WHAT TO WORK ON:
Render the lines of all the items below as a single numbered list, leaving out any blank lines.

RECORDS FOR THE TASK:
╭──

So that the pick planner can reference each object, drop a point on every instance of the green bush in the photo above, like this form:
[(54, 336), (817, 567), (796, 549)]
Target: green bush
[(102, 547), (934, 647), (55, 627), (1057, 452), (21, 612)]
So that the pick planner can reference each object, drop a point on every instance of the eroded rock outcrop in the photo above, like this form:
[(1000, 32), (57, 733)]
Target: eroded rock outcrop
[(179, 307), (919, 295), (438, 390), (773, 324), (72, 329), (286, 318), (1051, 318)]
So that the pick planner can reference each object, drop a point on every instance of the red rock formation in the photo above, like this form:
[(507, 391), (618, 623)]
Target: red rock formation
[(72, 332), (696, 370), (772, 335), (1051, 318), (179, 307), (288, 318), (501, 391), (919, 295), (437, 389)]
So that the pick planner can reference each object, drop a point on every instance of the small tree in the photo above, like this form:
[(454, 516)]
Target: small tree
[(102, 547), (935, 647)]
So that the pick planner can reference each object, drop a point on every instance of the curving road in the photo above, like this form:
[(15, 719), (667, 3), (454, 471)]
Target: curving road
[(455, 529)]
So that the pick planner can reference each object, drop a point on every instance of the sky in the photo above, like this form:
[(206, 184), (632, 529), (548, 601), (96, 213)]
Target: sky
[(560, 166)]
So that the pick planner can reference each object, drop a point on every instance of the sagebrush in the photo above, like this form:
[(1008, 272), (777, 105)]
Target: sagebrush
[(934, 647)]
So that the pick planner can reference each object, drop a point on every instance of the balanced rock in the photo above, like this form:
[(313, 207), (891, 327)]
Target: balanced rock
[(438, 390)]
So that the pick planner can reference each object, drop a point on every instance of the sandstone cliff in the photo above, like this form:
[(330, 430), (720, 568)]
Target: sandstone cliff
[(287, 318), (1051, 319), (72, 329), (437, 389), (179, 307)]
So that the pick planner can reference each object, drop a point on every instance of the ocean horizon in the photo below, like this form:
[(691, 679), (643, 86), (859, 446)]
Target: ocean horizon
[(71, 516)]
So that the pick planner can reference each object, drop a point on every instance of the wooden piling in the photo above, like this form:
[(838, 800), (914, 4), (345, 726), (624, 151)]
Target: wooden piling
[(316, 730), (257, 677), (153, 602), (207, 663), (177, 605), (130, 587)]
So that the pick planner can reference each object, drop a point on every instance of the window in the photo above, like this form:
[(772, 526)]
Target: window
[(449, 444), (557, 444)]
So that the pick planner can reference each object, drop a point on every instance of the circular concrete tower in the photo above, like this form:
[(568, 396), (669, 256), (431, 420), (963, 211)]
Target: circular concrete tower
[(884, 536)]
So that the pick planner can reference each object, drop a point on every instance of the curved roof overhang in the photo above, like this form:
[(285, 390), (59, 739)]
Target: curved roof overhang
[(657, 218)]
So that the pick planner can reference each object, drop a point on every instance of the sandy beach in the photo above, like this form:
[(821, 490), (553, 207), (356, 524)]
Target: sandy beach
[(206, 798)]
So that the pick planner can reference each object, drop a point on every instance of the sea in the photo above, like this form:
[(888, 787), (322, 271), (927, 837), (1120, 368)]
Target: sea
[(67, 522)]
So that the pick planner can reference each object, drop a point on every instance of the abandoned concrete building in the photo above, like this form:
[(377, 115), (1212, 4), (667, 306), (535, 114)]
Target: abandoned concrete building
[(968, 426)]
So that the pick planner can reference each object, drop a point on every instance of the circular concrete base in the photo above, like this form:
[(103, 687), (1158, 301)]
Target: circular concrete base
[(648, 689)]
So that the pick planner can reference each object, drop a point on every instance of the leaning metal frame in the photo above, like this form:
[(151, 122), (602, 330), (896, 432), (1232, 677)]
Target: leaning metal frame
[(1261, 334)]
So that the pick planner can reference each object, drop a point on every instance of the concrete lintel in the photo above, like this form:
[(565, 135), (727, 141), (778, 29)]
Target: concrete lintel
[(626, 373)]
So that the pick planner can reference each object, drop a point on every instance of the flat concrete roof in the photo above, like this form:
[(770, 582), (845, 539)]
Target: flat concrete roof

╰──

ANSWER IN FULL:
1. So that the pick planner can reference each object, drop a point on every instance of the green bush in the photo above, like this form:
2. [(54, 336), (817, 567), (796, 549)]
3. Target: green bush
4. [(102, 547), (934, 647), (55, 627), (1057, 452), (21, 612)]
5. So that the pick planner can reference each object, drop a point on every instance of the eroded rock outcrop in the photo above, like this form:
6. [(1000, 32), (57, 733)]
7. Target: eroded rock outcrop
8. [(179, 307), (919, 295), (438, 390), (773, 324), (72, 329), (286, 318), (1051, 318)]
9. So that the pick planner can reference each object, drop a point on every instance of the red rock formation in the photo above, like this form:
10. [(507, 391), (618, 623)]
11. Target: red rock formation
12. [(72, 332), (696, 370), (772, 335), (1051, 318), (179, 307), (288, 318), (501, 391), (919, 295), (437, 389)]
13. So that the pick planner can reference each object, drop a point on every instance of the small tree in the photo above, like this form:
14. [(454, 516)]
15. Target: small tree
16. [(102, 547), (935, 647)]
17. So that the pick planner can reference each object, drop a point on every instance of the curving road in the photo above, like this form:
18. [(15, 719), (667, 3), (454, 471)]
19. Target: curving road
20. [(455, 529)]
21. So that the pick planner can reference each object, drop a point on every instance of the sky in the photo above, like this form:
22. [(206, 184), (632, 529), (548, 601), (96, 213)]
23. Target: sky
24. [(560, 166)]
25. So that the pick planner can reference each object, drop a point on every instance of the sagebrush in the photo above, like this form:
26. [(1008, 272), (777, 105)]
27. Target: sagebrush
28. [(934, 647)]
29. So that the pick planner can reference each object, drop a point on every instance of the balanced rock in the photo above, like this form:
30. [(313, 207), (891, 327)]
31. Target: balanced rock
32. [(438, 390)]
33. So that the pick planner can reference each object, drop a point on every instance of the sandstone cliff in the photo above, like this form:
34. [(330, 430), (720, 568)]
35. Target: sandstone cliff
36. [(287, 318), (1051, 319), (72, 329), (437, 389), (179, 307)]
37. So that the pick planner can reference each object, drop a point on every instance of the ocean horizon in the photo below, like this form:
38. [(691, 679), (643, 86), (859, 446)]
39. Target: ocean horizon
40. [(71, 516)]
41. So that the pick planner can reference each object, drop a point on every instance of the wooden piling in the photo above, like this form:
42. [(838, 800), (914, 4), (345, 726), (624, 151)]
43. Target: wooden piling
44. [(316, 730), (257, 677), (153, 602), (207, 663), (177, 605), (130, 587)]
45. So that the pick planner can reference each object, drop a point on every instance of the window in the photo above, like this form:
46. [(772, 526)]
47. Target: window
48. [(449, 444), (557, 444)]
49. So that the pick planner can reference each object, drop a point on every instance of the circular concrete tower in the photo above, like this form:
50. [(568, 396), (669, 256), (431, 420), (963, 211)]
51. Target: circular concrete tower
52. [(884, 536)]
53. So that the pick planner can reference each object, drop a point on every instance of the curved roof overhang in the photo above, like this form:
54. [(285, 390), (59, 739)]
55. Target: curved roof overhang
56. [(657, 218)]
57. So that the pick planner can reference each object, drop a point on every instance of the sandy beach in the photo above, like this form:
58. [(821, 490), (553, 207), (356, 524)]
59. Target: sandy beach
60. [(206, 798)]
61. So that the pick planner can reference each object, drop a point on every instance of the sea in the photo above, like this form:
62. [(888, 787), (322, 271), (927, 837), (1120, 368)]
63. Target: sea
64. [(67, 522)]
65. So that the pick planner can reference each object, drop a point on every instance of the abandoned concrete building in the photo above, like this form:
66. [(377, 115), (1212, 4), (667, 306), (535, 114)]
67. Target: abandoned concrete building
68. [(968, 426)]
69. So that the pick planner can reference each object, drop a point on every instance of the circular concrete base in the photo above, like this form:
70. [(103, 687), (1158, 301)]
71. Target: circular concrete base
72. [(648, 689)]
73. So that the pick planner can reference each object, drop a point on every instance of the leaning metal frame in the photo above, like this form:
74. [(151, 122), (602, 330), (896, 432), (1232, 677)]
75. Target: leaning metal frame
76. [(1261, 334)]
77. So that the pick planner can reference each object, drop a point on every instance of the concrete lintel in the photo above, like this form:
78. [(565, 135), (727, 141), (778, 29)]
79. Target: concrete lintel
80. [(626, 373)]
81. So that the pick planner can reference each object, drop a point on every instance of the flat concrete roof in the photo above, like this form:
82. [(770, 582), (845, 539)]
83. Target: flat concrete roof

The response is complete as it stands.